Provided records |
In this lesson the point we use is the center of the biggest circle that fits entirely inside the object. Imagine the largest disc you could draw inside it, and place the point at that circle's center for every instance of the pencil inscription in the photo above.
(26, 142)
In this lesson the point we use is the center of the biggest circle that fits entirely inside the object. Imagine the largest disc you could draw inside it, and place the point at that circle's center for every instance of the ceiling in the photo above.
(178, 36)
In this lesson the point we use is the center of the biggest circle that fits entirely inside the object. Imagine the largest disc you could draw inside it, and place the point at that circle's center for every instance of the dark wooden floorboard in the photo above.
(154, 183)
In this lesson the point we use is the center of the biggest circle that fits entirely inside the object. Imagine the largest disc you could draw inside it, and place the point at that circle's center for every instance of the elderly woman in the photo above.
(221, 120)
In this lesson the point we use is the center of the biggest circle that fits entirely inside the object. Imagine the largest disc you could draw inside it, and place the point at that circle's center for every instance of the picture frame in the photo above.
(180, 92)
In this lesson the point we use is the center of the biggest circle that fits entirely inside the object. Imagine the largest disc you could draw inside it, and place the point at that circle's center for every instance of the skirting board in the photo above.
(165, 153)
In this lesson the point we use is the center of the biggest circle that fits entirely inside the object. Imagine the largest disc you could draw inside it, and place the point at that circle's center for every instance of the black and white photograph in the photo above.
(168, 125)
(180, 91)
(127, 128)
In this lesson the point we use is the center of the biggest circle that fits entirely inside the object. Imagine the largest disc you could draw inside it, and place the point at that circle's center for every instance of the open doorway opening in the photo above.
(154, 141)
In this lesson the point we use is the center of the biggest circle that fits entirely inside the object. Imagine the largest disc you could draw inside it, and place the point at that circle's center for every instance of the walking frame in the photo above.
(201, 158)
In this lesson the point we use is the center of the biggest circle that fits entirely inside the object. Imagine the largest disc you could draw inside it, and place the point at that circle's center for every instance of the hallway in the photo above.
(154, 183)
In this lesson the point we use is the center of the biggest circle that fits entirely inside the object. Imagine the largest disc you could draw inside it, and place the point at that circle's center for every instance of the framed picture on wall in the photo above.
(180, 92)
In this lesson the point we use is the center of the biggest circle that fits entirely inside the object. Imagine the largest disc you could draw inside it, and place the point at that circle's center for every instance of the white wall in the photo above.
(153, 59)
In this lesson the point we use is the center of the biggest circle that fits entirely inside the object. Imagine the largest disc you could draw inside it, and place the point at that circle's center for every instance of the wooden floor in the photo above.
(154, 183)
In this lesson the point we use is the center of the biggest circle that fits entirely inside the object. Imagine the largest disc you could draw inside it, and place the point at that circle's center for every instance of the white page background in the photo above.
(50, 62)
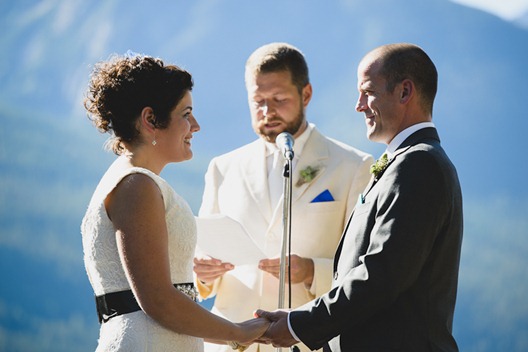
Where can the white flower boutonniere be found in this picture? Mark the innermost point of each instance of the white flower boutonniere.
(381, 164)
(307, 175)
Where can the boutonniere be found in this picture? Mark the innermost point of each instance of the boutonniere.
(307, 175)
(379, 166)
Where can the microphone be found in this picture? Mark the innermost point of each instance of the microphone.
(285, 142)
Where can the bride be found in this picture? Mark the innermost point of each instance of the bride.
(138, 234)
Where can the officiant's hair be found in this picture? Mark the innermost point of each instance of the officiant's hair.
(121, 87)
(279, 57)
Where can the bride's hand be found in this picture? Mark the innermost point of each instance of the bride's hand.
(250, 330)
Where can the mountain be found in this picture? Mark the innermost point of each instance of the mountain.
(51, 158)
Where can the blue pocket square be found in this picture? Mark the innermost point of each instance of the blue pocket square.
(325, 196)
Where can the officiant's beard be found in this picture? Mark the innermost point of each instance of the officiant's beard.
(292, 127)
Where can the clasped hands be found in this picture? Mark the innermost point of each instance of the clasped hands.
(278, 334)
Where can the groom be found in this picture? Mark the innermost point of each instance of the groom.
(396, 266)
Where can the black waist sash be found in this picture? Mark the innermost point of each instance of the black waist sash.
(113, 304)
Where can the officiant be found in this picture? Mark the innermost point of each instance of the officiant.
(246, 185)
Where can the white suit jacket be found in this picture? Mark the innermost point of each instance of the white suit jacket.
(236, 185)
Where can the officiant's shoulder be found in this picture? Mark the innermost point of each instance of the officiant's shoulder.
(340, 149)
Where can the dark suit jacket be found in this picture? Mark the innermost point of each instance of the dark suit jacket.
(396, 267)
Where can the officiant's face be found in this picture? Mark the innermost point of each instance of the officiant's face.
(276, 105)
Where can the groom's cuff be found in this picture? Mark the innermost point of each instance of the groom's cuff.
(291, 330)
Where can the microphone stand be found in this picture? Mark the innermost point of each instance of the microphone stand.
(286, 239)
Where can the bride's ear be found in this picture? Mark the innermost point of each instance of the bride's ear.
(147, 119)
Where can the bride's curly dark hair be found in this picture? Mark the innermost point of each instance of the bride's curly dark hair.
(123, 86)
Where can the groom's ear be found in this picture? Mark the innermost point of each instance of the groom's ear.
(407, 91)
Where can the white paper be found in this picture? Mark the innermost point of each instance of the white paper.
(221, 237)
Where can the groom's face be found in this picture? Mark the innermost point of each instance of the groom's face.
(276, 105)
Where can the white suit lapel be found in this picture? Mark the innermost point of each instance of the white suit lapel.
(315, 156)
(255, 176)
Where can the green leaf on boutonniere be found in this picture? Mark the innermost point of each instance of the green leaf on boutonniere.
(379, 166)
(307, 175)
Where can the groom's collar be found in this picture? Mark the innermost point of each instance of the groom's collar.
(402, 136)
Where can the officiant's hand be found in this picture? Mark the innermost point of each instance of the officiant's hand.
(302, 269)
(208, 269)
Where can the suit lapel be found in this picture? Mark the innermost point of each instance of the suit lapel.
(314, 155)
(255, 176)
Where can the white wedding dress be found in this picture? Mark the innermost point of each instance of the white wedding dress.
(136, 331)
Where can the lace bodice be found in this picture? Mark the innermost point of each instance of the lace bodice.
(101, 257)
(136, 331)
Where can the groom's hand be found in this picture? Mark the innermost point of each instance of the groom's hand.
(208, 269)
(278, 333)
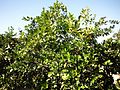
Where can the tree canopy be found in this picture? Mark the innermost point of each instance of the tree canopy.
(58, 51)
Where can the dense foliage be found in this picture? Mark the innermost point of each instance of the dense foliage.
(59, 52)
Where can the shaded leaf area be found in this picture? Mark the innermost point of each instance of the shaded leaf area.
(60, 52)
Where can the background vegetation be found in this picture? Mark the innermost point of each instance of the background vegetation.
(58, 51)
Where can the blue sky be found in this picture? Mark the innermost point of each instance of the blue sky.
(12, 11)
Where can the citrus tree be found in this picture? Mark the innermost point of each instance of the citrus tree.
(59, 51)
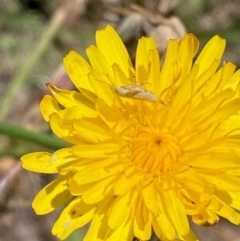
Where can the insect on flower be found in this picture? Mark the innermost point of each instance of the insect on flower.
(136, 91)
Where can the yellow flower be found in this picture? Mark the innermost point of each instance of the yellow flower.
(151, 145)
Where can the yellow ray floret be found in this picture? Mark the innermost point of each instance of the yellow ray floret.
(151, 145)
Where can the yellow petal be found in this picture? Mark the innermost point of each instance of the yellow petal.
(176, 211)
(41, 162)
(142, 223)
(121, 209)
(74, 216)
(51, 196)
(212, 51)
(100, 190)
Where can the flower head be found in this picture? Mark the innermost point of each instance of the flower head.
(151, 145)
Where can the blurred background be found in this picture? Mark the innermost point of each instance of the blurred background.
(34, 37)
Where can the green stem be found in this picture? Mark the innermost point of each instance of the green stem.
(31, 136)
(22, 75)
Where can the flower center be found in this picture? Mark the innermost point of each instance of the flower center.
(155, 151)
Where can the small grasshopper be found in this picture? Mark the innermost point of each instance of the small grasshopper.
(136, 92)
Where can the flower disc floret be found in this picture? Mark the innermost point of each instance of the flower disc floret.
(137, 165)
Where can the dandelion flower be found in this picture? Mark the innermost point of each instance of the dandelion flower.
(151, 145)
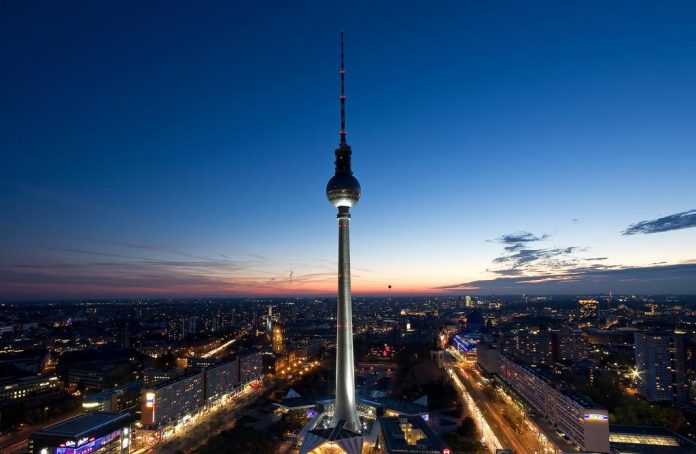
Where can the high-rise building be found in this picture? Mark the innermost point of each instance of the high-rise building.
(167, 402)
(343, 191)
(589, 310)
(661, 366)
(534, 347)
(278, 340)
(583, 422)
(468, 301)
(269, 323)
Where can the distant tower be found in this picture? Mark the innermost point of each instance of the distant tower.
(278, 341)
(343, 191)
(269, 323)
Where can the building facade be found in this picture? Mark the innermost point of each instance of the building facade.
(250, 368)
(583, 422)
(534, 347)
(661, 366)
(95, 432)
(221, 379)
(167, 402)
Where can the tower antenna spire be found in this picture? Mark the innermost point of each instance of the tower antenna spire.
(343, 96)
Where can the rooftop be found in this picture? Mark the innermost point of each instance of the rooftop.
(82, 425)
(409, 434)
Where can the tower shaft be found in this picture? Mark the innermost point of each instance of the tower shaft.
(345, 366)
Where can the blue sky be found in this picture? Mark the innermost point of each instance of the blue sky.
(173, 148)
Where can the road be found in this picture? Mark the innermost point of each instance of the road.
(502, 428)
(524, 442)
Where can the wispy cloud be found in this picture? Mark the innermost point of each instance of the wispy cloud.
(677, 221)
(521, 259)
(678, 278)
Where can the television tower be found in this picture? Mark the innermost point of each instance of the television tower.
(343, 191)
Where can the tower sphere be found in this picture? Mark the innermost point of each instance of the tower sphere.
(343, 190)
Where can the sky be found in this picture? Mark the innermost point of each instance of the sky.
(172, 148)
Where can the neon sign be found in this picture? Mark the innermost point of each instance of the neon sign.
(149, 400)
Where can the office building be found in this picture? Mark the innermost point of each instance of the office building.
(534, 347)
(25, 389)
(250, 368)
(120, 398)
(589, 311)
(167, 402)
(583, 422)
(661, 366)
(278, 340)
(95, 432)
(221, 379)
(488, 357)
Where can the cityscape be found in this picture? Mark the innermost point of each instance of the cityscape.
(511, 268)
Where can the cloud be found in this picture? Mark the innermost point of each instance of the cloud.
(520, 237)
(674, 279)
(683, 220)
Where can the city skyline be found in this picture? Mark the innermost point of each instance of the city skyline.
(549, 150)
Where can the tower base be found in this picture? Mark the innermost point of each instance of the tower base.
(333, 440)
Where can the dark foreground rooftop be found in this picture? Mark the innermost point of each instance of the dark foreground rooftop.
(84, 424)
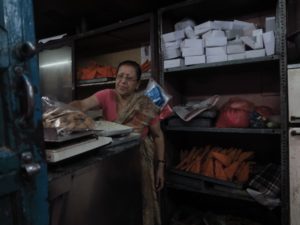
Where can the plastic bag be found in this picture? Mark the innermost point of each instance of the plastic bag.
(157, 94)
(64, 118)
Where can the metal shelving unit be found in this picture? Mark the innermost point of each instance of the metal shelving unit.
(179, 81)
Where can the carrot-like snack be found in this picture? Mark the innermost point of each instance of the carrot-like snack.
(221, 157)
(237, 154)
(208, 167)
(186, 161)
(245, 155)
(219, 171)
(232, 169)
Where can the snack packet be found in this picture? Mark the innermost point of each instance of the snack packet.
(64, 118)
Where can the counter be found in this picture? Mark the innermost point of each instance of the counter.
(98, 187)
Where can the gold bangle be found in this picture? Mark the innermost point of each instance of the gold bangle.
(161, 161)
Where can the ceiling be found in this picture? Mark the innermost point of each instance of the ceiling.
(55, 17)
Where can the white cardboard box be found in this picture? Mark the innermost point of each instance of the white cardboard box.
(171, 53)
(269, 42)
(237, 24)
(206, 25)
(192, 60)
(172, 44)
(190, 33)
(235, 48)
(215, 51)
(216, 58)
(173, 63)
(254, 42)
(192, 51)
(255, 53)
(173, 36)
(195, 43)
(215, 41)
(224, 25)
(270, 24)
(234, 33)
(236, 56)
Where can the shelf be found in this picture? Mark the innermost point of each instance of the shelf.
(99, 82)
(190, 182)
(224, 130)
(223, 64)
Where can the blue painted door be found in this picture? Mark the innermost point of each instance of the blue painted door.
(23, 174)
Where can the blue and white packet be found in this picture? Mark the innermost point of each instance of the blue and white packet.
(157, 94)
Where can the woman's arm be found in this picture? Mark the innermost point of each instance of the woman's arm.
(85, 104)
(159, 142)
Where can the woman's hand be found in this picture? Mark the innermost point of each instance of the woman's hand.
(160, 177)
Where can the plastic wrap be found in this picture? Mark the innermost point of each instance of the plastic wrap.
(64, 118)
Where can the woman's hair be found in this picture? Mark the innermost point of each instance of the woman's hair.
(134, 64)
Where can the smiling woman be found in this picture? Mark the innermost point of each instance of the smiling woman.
(125, 105)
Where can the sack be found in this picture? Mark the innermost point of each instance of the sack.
(235, 114)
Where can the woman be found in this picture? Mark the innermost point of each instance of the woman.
(124, 105)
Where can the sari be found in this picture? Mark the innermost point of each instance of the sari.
(139, 114)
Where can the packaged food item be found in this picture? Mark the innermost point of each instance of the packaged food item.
(64, 118)
(157, 94)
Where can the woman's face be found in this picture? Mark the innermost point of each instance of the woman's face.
(126, 80)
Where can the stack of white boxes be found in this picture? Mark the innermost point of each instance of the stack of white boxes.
(217, 41)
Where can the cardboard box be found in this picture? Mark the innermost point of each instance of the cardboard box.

Your assignment | Up to and including the last line of the material, reproduce every line exactly, beginning with the one that contains "Where can the woman's arm" and adding nothing else.

Output of the task |
Where can the woman's arm be found in this picture? Mark the innermost point of each instance of the woman's arm.
(85, 104)
(159, 142)
Where can the woman's hand be found in this picture? Mark the innermost point of each instance of the woman's hand.
(160, 177)
Where can the plastic wrap be found in this picture? Mark the innermost point of each instance of the plastic wrap.
(64, 118)
Where can the woman's hair be found in this picture? Mark the innermost point of each instance of the woman's hair.
(134, 64)
Where can the smiling woman be found in this picture? Mark the innermost point of each instance of the smiling woman.
(125, 105)
Where can the sack be found in this picture? Mark the innermost point of each instance of the sack.
(235, 114)
Where can the woman be found in this picture? Mark the innermost point of each instance of the woman.
(124, 105)
Where can the sari be found in this picture? Mark the innermost point of each instance of the sari.
(139, 114)
Where can the packaged food item be found in this picture? Mark the innermost point of each instance of the packaged food item.
(64, 118)
(157, 94)
Where can the woman's face be found in this picture? Mark the innermost point of each instance of the woman's face.
(126, 80)
Where can the stack of white boxes be found in this picture? Mark the innermost point of each instance of the stack of white boxes.
(217, 41)
Where can the cardboard box be found in this picture? Mark the innermost point of each instance of the cardboard box.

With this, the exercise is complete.